Portion of a data file
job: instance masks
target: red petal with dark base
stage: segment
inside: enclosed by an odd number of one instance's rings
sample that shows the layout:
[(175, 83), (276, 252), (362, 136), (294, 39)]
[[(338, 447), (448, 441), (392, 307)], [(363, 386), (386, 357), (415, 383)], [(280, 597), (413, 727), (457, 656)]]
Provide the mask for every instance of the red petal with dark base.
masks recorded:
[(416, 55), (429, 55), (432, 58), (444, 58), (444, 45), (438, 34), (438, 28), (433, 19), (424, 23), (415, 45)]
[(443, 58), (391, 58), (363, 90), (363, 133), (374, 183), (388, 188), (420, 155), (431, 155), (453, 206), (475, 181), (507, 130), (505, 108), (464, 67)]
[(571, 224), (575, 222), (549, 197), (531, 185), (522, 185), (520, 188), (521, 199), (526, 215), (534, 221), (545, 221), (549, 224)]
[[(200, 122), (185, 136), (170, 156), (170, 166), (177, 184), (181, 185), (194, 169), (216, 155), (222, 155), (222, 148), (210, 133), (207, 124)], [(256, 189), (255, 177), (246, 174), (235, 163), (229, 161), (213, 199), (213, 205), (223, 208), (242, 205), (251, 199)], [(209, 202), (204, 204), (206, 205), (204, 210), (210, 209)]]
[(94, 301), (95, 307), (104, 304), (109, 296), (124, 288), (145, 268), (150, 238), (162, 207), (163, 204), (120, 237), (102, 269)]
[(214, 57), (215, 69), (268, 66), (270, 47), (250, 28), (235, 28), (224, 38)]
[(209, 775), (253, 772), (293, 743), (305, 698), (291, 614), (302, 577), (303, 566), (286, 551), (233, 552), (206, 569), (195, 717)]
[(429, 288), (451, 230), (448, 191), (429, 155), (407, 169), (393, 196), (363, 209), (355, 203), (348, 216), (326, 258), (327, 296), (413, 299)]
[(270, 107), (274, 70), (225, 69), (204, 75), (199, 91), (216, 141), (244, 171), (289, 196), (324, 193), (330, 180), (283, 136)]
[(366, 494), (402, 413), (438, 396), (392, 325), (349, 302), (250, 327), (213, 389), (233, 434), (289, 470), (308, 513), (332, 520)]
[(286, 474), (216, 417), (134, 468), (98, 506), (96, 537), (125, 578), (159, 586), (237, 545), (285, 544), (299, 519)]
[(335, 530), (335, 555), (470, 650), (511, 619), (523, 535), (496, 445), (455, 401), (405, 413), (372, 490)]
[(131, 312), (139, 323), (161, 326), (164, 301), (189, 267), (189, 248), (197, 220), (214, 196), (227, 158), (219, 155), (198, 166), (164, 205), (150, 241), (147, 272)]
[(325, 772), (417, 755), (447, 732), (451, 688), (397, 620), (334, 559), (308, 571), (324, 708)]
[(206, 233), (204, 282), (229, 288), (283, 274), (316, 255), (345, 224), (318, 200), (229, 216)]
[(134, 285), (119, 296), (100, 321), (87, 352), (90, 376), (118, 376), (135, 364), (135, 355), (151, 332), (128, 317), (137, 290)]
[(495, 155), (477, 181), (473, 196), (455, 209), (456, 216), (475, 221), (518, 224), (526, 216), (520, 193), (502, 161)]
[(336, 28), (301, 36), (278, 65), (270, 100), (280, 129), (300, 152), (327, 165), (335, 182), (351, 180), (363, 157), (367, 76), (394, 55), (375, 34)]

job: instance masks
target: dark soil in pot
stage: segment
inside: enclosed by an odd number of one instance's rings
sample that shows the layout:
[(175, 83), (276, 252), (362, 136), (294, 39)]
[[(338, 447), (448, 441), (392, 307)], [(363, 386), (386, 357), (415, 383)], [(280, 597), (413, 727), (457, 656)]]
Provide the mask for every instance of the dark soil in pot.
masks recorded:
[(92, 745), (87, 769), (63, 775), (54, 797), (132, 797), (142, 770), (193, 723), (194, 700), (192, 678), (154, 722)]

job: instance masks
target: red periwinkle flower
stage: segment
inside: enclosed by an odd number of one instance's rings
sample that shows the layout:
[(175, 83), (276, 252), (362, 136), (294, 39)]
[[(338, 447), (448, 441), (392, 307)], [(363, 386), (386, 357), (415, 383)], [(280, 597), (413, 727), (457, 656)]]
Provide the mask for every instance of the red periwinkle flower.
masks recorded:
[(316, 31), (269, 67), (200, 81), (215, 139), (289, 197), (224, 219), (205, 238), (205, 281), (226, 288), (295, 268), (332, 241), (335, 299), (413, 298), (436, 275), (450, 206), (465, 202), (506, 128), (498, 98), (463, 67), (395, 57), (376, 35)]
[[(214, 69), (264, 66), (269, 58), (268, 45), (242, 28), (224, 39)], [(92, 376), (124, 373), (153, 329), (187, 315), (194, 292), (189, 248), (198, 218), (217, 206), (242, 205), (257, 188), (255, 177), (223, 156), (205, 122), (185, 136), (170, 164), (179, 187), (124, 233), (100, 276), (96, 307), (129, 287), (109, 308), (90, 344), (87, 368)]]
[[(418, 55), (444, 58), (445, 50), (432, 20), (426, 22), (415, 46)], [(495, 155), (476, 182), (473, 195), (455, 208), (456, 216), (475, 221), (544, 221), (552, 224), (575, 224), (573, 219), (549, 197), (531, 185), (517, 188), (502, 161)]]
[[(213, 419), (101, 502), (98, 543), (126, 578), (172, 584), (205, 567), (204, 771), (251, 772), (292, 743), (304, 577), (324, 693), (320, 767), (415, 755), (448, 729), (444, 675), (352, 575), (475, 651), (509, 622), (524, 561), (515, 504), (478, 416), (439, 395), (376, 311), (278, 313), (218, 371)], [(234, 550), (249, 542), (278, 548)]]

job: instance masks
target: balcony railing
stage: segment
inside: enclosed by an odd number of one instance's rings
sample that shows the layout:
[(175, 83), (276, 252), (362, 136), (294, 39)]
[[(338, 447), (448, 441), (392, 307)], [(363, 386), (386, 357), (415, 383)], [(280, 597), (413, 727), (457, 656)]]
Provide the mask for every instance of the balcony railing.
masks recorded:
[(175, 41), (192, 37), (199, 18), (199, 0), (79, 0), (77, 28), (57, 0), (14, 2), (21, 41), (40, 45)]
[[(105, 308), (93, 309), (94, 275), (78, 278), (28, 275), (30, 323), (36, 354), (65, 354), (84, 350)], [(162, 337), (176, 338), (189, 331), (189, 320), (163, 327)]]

## Stated goal
Please output every line of the records above without changing anything.

## Task solution
job: instance masks
target: red petal with dark base
stage: segment
inside: enclosed by an odd number of one instance's rings
sample that shows the layout:
[(175, 83), (276, 252), (362, 136), (294, 39)]
[[(338, 447), (448, 441), (392, 307)], [(363, 386), (386, 357), (415, 383)], [(280, 597), (413, 727), (457, 656)]]
Provide the mask for every instance of the red petal with dark base.
masks recorded:
[(416, 55), (429, 55), (432, 58), (444, 58), (444, 45), (438, 34), (438, 28), (433, 19), (424, 23), (415, 45)]
[(443, 58), (391, 58), (363, 90), (363, 133), (374, 183), (388, 188), (420, 155), (431, 155), (453, 206), (475, 181), (507, 130), (505, 108), (464, 67)]
[(571, 224), (575, 222), (549, 197), (531, 185), (522, 185), (520, 188), (521, 199), (526, 215), (534, 221), (545, 221), (549, 224)]
[[(200, 122), (185, 136), (170, 156), (170, 166), (177, 184), (181, 185), (194, 169), (216, 155), (222, 155), (222, 148), (210, 133), (207, 124)], [(256, 189), (255, 177), (246, 174), (235, 163), (229, 161), (213, 199), (213, 205), (223, 208), (242, 205), (251, 199)], [(209, 202), (204, 204), (206, 205), (204, 210), (210, 209)]]
[(94, 301), (95, 307), (104, 304), (109, 296), (124, 288), (145, 268), (150, 238), (162, 207), (163, 204), (120, 237), (102, 269)]
[(214, 57), (215, 69), (268, 66), (270, 47), (250, 28), (235, 28), (224, 38)]
[(209, 775), (253, 772), (293, 743), (305, 698), (291, 614), (302, 577), (303, 566), (286, 551), (233, 552), (206, 569), (195, 717)]
[(429, 288), (451, 230), (448, 191), (429, 155), (407, 169), (393, 196), (363, 209), (355, 203), (348, 216), (326, 258), (327, 296), (413, 299)]
[(270, 107), (274, 70), (225, 69), (204, 75), (199, 91), (216, 141), (244, 171), (289, 196), (324, 193), (330, 180), (283, 136)]
[(366, 494), (402, 413), (438, 396), (392, 325), (349, 302), (250, 327), (213, 389), (233, 434), (289, 470), (308, 513), (332, 520)]
[(286, 474), (216, 417), (134, 468), (98, 506), (96, 537), (125, 578), (159, 586), (237, 545), (285, 544), (299, 519)]
[(335, 530), (335, 555), (470, 650), (511, 619), (523, 535), (496, 445), (455, 401), (405, 413), (372, 490)]
[(131, 312), (139, 323), (161, 326), (164, 301), (189, 267), (189, 248), (197, 220), (214, 196), (227, 158), (219, 155), (198, 166), (164, 205), (150, 241), (147, 272)]
[(325, 772), (417, 755), (447, 732), (451, 688), (397, 620), (334, 559), (308, 571), (324, 708)]
[(206, 233), (204, 282), (229, 288), (283, 274), (316, 255), (345, 224), (318, 200), (229, 216)]
[(134, 285), (119, 296), (100, 321), (87, 352), (90, 376), (118, 376), (135, 364), (135, 355), (151, 332), (128, 317), (137, 290)]
[(495, 155), (477, 181), (473, 196), (455, 209), (456, 216), (475, 221), (518, 224), (526, 216), (520, 193), (502, 161)]
[(336, 28), (301, 36), (278, 65), (270, 100), (280, 129), (300, 152), (327, 165), (335, 182), (351, 180), (363, 157), (367, 76), (394, 55), (375, 34)]

job: instance masks
target: dark soil in pot
stage: segment
inside: enclosed by an odd number of one instance's rings
sample that shows the layout:
[(175, 83), (276, 252), (362, 136), (294, 39)]
[[(338, 447), (448, 441), (392, 307)], [(363, 386), (386, 357), (415, 383)], [(280, 597), (413, 727), (457, 656)]]
Provide the mask for every instance of the dark soil in pot.
masks recorded:
[(92, 745), (87, 769), (63, 775), (54, 797), (132, 797), (142, 770), (193, 723), (194, 700), (192, 678), (154, 722)]

job: instance masks
target: red periwinkle flower
stage: segment
inside: enclosed by an odd number of one instance's rings
sample that shows the layout:
[(175, 83), (276, 252), (362, 136), (294, 39)]
[[(338, 447), (448, 441), (392, 307)], [(363, 386), (386, 357), (415, 383)], [(280, 597), (413, 727), (457, 656)]]
Provide the mask for every instance of the red periwinkle flower.
masks recorded:
[(316, 31), (269, 67), (200, 81), (215, 139), (289, 197), (224, 219), (205, 238), (205, 281), (226, 288), (295, 268), (332, 241), (335, 299), (413, 298), (436, 275), (450, 206), (465, 202), (506, 128), (498, 98), (463, 67), (395, 57), (376, 35)]
[[(214, 69), (264, 66), (269, 58), (268, 45), (242, 28), (224, 39)], [(92, 376), (124, 373), (153, 329), (187, 315), (194, 292), (189, 248), (198, 218), (217, 206), (242, 205), (257, 188), (255, 177), (223, 156), (205, 122), (185, 136), (170, 164), (179, 187), (124, 233), (100, 276), (96, 307), (129, 287), (109, 308), (90, 344), (87, 368)]]
[[(418, 55), (444, 58), (445, 50), (432, 20), (426, 22), (415, 46)], [(495, 155), (476, 182), (473, 195), (455, 208), (456, 216), (475, 221), (544, 221), (552, 224), (575, 224), (573, 219), (549, 197), (531, 185), (517, 188), (502, 161)]]
[[(213, 419), (101, 502), (98, 543), (126, 578), (172, 584), (205, 567), (204, 771), (251, 772), (292, 743), (304, 577), (324, 693), (320, 767), (415, 755), (448, 729), (444, 675), (352, 575), (475, 651), (509, 622), (524, 561), (515, 504), (478, 416), (439, 395), (376, 311), (278, 313), (218, 371)], [(234, 550), (249, 542), (278, 548)]]

job: instance masks
target: balcony railing
stage: segment
inside: enclosed by an odd number of one instance's rings
sample that shows the layout:
[(175, 83), (276, 252), (362, 136), (294, 39)]
[[(338, 447), (448, 441), (392, 307)], [(363, 386), (386, 357), (415, 383)], [(280, 597), (413, 727), (457, 656)]]
Provide the mask for every instance of the balcony railing.
masks recorded:
[(175, 41), (192, 37), (199, 18), (199, 0), (79, 0), (77, 28), (57, 0), (14, 2), (21, 41), (40, 45)]
[[(105, 308), (93, 309), (94, 275), (78, 278), (28, 275), (30, 323), (36, 354), (65, 354), (84, 350)], [(162, 337), (176, 338), (189, 331), (189, 320), (163, 327)]]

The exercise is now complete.